What you are asked to do
Below are the records; repeat them in full, exactly.

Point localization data
········

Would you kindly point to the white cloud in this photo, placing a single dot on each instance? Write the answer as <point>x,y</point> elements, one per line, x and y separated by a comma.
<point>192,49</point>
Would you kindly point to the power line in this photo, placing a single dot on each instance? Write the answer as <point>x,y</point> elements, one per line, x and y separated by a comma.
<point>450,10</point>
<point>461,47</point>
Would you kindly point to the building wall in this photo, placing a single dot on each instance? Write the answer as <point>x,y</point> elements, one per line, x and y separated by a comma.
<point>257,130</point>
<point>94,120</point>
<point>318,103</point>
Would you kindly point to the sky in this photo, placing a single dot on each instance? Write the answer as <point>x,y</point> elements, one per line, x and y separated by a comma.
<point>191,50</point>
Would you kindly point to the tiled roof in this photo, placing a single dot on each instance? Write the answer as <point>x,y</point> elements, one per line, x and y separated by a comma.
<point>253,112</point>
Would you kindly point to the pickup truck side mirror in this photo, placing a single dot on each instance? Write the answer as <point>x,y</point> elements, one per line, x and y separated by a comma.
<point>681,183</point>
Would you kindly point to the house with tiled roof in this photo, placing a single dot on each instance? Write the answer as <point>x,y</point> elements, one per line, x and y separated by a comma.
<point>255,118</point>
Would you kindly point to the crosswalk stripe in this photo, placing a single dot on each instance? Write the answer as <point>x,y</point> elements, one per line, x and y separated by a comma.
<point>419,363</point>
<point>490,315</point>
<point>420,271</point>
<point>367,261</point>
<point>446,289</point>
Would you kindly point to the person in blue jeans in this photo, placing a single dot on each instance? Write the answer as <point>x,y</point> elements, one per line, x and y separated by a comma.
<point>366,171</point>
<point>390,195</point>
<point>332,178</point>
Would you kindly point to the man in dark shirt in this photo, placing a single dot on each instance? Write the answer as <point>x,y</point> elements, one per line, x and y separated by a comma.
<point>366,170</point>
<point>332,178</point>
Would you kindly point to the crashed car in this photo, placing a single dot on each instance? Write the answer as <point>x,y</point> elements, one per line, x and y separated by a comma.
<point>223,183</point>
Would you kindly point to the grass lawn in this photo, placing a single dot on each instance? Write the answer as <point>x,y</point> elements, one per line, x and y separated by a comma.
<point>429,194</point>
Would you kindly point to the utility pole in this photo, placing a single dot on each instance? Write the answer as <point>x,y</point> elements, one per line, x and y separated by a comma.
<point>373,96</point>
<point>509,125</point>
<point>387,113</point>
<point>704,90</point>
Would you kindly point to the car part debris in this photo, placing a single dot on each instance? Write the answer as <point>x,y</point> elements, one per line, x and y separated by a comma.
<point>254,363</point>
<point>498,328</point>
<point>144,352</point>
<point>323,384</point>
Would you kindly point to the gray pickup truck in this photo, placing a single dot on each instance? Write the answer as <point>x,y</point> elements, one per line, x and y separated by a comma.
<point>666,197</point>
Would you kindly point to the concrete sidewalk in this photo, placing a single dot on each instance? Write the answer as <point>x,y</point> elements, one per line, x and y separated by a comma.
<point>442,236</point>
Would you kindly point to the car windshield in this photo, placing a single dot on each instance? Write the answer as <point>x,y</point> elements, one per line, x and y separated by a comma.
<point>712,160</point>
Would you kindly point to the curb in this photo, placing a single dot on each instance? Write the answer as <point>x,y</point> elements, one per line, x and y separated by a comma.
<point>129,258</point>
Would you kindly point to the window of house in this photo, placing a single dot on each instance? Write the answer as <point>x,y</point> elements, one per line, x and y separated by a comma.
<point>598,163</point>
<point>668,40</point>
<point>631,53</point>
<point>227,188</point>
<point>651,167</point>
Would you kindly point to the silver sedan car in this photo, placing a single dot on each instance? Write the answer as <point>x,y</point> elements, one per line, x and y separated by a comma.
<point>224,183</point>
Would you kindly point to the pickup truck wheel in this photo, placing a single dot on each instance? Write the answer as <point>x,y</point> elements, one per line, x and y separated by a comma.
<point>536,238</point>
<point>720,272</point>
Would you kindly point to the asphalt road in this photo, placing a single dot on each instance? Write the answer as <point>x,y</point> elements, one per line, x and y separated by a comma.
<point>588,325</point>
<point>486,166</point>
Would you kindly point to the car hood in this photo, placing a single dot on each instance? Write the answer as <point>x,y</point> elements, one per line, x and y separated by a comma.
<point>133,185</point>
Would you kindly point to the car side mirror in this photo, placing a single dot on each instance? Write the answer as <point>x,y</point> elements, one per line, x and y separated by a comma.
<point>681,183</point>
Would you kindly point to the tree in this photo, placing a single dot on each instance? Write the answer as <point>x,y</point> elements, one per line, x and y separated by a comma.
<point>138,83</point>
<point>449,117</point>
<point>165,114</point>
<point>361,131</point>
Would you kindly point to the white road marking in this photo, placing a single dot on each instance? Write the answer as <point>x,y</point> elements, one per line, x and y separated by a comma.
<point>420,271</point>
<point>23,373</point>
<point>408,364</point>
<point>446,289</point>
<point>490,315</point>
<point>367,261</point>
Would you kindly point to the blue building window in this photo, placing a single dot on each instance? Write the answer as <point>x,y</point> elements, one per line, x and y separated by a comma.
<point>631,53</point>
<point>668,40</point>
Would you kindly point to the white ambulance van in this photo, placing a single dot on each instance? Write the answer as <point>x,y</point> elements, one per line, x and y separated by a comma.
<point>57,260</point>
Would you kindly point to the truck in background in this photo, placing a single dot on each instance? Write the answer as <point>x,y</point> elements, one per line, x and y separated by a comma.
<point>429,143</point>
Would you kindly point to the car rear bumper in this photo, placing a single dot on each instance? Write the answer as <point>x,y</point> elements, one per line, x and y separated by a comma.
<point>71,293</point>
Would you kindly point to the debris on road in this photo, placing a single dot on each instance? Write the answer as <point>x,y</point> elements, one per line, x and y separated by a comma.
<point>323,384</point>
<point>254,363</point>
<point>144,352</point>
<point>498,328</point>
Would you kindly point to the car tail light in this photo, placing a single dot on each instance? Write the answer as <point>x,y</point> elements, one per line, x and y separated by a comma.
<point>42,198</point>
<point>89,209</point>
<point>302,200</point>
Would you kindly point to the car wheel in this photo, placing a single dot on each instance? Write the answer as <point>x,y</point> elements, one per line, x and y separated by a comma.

········

Reply
Would you kindly point to the white cloud in this photo, placing a single dot on each instance? Write the answer as <point>x,y</point> elements, one per line, x and y separated by a comma.
<point>192,49</point>
Would you kindly point to the power line in this photo, placing a single dot on each instance? Write the answer as <point>x,y</point> elements, one per line, x and y separated by a comma.
<point>450,10</point>
<point>461,47</point>
Would you kindly point to the building wall in this photo, placing a single dot on each instance? Write the answer as <point>x,y</point> elements, one per line, x and y separated by a comma.
<point>257,130</point>
<point>94,120</point>
<point>318,103</point>
Would you kindly point to the sky in this photo, placing a single dot on each instance? Write the answer as <point>x,y</point> elements, one per line, x and y separated by a comma.
<point>191,50</point>
Would you kindly point to the tiled roof in this photo, placing a single dot on each instance? Write the answer as <point>x,y</point> elements, one per line, x and y separated by a comma.
<point>253,112</point>
Would you kindly point to the pickup truck side mirror in this photo, placing a single dot on each instance? Write the answer as <point>x,y</point> elements, one per line, x and y separated by a comma.
<point>681,183</point>
Would you kindly point to the house with tiled roof in this photo, placing a single dot on each instance? Write the answer as <point>x,y</point> elements, one per line, x and y separated by a comma.
<point>255,118</point>
Would you kindly point to the crosswalk stripe in this photo, placing a single dot on each instance? Write the answer as <point>x,y</point> elements, one per line, x and y separated by a comma.
<point>419,363</point>
<point>490,315</point>
<point>420,271</point>
<point>367,261</point>
<point>446,289</point>
Would you kindly point to the person in blue jeans in this photo, placing a single dot on each instance? Write the answer as <point>x,y</point> elements, one per line, x and y separated by a comma.
<point>366,171</point>
<point>390,195</point>
<point>332,178</point>
Would you kindly point to the man in dark shirt in this photo, placing a single dot on each instance? Write the answer as <point>x,y</point> elements, one per line, x and y separated by a comma.
<point>366,170</point>
<point>332,178</point>
Would you kindly point to the crashed car in this photo, placing a single dot on each instance? Write the answer as <point>x,y</point> elements, one per line, x and y separated by a comma.
<point>223,183</point>
Would you kindly point to the grass lawn in this photo, placing a single dot on each instance? Write the answer as <point>x,y</point> elements, one per line, x and y separated by a comma.
<point>429,194</point>
Would you kindly point to the utility pole in this photo, placing a single dot on each instance? Write the answer as <point>x,y</point> elements, one per line, x and y separated by a comma.
<point>373,96</point>
<point>509,125</point>
<point>387,113</point>
<point>704,90</point>
Would you kindly point to the car part debris in this photo, placing a single dot on each instance? Write the answer as <point>x,y</point> elements, one per line, x and y separated by a comma.
<point>254,363</point>
<point>498,328</point>
<point>144,352</point>
<point>323,384</point>
Would you kindly point to the gray pickup truck in this photo, placing a single dot on each instance? Write the answer as <point>x,y</point> elements, one per line, x and y separated by a comma.
<point>666,197</point>
Would you kindly point to the concrete sidewalk in this photo, placing a single dot on each instance? Write the answer as <point>x,y</point> elements, one per line, x and y separated by a comma.
<point>442,236</point>
Would you kindly point to the car windshield in this photo, placing a single dot on each instance? Write the answer as <point>x,y</point> elements, one per line, x and y separated by a comma.
<point>712,160</point>
Would you kindly point to the curb in this photo, placing a single dot on each instance? Write the answer as <point>x,y</point> elements, one per line, x and y separated by a comma.
<point>129,258</point>
Would you kindly point to the window of house in this photo, placing a single dot on each instance? Write the answer as <point>x,y</point> elements, one per line, x and y separated by a comma.
<point>598,163</point>
<point>668,40</point>
<point>631,53</point>
<point>227,188</point>
<point>651,167</point>
Would you kindly point to the silver sedan car in this photo, placing a single dot on each instance? Write the answer as <point>x,y</point> elements, one per line, x and y separated by a comma.
<point>224,183</point>
Would you kindly point to the pickup truck wheel in this photo, placing a single dot on each instance? Write the answer as <point>x,y</point> elements, one per line, x and y separated by a comma.
<point>536,238</point>
<point>720,272</point>
Would you kindly point to the asphalt road in this photo, placing a single dot on each instance? Write the answer as <point>x,y</point> elements, one per line, x and y separated by a comma.
<point>588,325</point>
<point>486,166</point>
Would you kindly point to the car hood in this photo, placing a single dot on each instance? Write the answer as <point>x,y</point> elements, one per line, x and y separated by a comma.
<point>133,185</point>
Would you kindly point to the car side mirror in this photo, placing a single dot on each instance? Write the answer as <point>x,y</point> elements, one per line, x and y separated by a comma.
<point>681,183</point>
Would you kindly point to the tree in this photo, placing a single dot on each instance? Write the answer as <point>x,y</point> elements, one per line, x and y separated by a comma.
<point>138,83</point>
<point>449,117</point>
<point>165,114</point>
<point>361,131</point>
Would you kindly point to the white road marking in this photo, placing a single dot on each instance? Write the answer as <point>x,y</point> elements, one per line, x and y separated by a comma.
<point>420,271</point>
<point>23,373</point>
<point>408,364</point>
<point>446,289</point>
<point>490,315</point>
<point>367,261</point>
Would you kindly point to the blue building window in this photo, placing a single dot on each instance? Write the answer as <point>x,y</point> elements, one per line, x and y separated by a comma.
<point>631,53</point>
<point>668,40</point>
Would you kindly point to the white ambulance van in this photo, placing a single dot on each instance? Write the answer as <point>x,y</point> elements, one per line, x and y separated by a comma.
<point>57,260</point>
Would you kindly point to the truck in background in this photo, placing a single dot on each instance? Write the answer as <point>x,y</point> elements, one per line, x and y separated by a comma.
<point>429,143</point>
Would you kindly point to the car rear bumper in this photo, placing a single dot on each instance? Write the answer as <point>x,y</point> elements, one per line, x and y separated by a comma.
<point>71,293</point>
Would you kindly point to the debris on road in this photo, placing a single dot on each instance? Write the answer as <point>x,y</point> elements, one per line, x and y separated by a comma.
<point>323,384</point>
<point>254,363</point>
<point>144,352</point>
<point>498,328</point>
Would you kindly point to the car tail light in this photo, placing a single dot on each instance? Write the answer as <point>x,y</point> elements, one per line, x and y separated by a comma.
<point>42,198</point>
<point>89,209</point>
<point>302,200</point>
Would you kindly point to the car wheel in this photo, placing a single dot on each instance? Write the answer as <point>x,y</point> elements, one per line, x and y separated by a comma.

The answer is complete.